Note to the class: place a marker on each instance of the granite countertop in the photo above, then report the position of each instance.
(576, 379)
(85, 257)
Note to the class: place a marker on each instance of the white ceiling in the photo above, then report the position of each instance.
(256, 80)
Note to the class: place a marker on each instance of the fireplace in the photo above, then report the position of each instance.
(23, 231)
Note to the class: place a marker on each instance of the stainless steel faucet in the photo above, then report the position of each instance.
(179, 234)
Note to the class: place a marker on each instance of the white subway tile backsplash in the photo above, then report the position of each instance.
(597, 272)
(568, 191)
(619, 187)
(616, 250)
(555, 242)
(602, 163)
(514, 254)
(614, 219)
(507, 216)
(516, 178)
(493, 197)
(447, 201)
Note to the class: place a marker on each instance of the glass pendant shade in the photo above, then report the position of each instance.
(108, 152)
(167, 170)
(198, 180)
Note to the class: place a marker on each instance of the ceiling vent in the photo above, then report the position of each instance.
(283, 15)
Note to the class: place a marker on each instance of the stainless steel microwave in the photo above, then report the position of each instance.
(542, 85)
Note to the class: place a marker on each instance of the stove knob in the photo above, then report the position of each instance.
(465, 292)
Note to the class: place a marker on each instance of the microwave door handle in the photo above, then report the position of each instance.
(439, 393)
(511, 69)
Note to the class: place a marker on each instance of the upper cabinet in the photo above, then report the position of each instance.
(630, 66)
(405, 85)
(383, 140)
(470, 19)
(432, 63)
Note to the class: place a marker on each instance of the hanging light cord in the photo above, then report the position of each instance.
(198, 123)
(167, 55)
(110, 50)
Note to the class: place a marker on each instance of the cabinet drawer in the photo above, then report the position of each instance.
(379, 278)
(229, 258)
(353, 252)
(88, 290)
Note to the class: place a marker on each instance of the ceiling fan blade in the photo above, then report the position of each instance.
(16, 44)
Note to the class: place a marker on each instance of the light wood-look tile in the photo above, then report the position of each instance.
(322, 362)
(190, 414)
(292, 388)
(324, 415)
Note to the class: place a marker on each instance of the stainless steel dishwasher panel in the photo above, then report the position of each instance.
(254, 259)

:::::

WORK ITEM: Each line of the data is to be transcribed exactly, with nothing left out.

TASK OUTPUT:
Note to the class: place a marker on each instance of the granite countertop in the photo above, then report the position of each instance.
(576, 379)
(85, 257)
Note to the class: place a marker on each instance of the white ceiling in the photo above, then report the position of each instance.
(256, 80)
Note to the class: place a marker on each instance of the fireplace in the photo above, then report the position of each instance.
(23, 231)
Note to the class: place a marker on each instance of the stainless steel faucet in the photo above, then report the position of each instance.
(179, 234)
Note to the class: place a marker on each instance of the white subway tile backsplash in the photo above, then report the position of each instance.
(597, 272)
(568, 191)
(619, 187)
(616, 250)
(555, 242)
(602, 163)
(514, 254)
(614, 219)
(507, 216)
(516, 178)
(493, 197)
(447, 201)
Note to the class: place a marker on each instance of the glass pendant shade in the photo above, then report the position of each instance.
(108, 152)
(167, 170)
(198, 180)
Note to the class: place a marker on each instance of the ceiling vent in the photo above, then report the position of each instance.
(283, 15)
Note to the class: place a marker on each instance of the stainless steel microwave in the photo above, then report the position of each instance.
(542, 85)
Note to the class: place a marker on each instance of the stove knob in the photo above, then report the position of each instance.
(465, 292)
Note to the class: place a marker on each instance of the microwave door handle in the photo above, then report the position of each instance.
(439, 393)
(511, 69)
Note to the class: place a marker on each instance of the upper cabinet in the photo above, then report the position of each instance.
(630, 66)
(405, 85)
(383, 140)
(470, 19)
(432, 63)
Note to the class: place a marker on each instance of the hanging light cord in the photo above, then report the position of each instance.
(198, 123)
(167, 55)
(110, 50)
Note to the class: place a marker on each instance of the cabinet drawer in the photo above, then report the position of each instance.
(379, 278)
(229, 258)
(353, 252)
(88, 290)
Note to the class: place a marker on each instance of the ceiling fan blade in the photo above, then report the position of each instance.
(16, 44)
Note to the class: place a marker on each instance of the light wood-look tile in the photo above, then report the position of each instance.
(322, 362)
(190, 414)
(292, 388)
(324, 415)
Note to the class: place a marker on each instance of the stainless steel dishwasher panel in the photo above, then report the position of each instance.
(254, 259)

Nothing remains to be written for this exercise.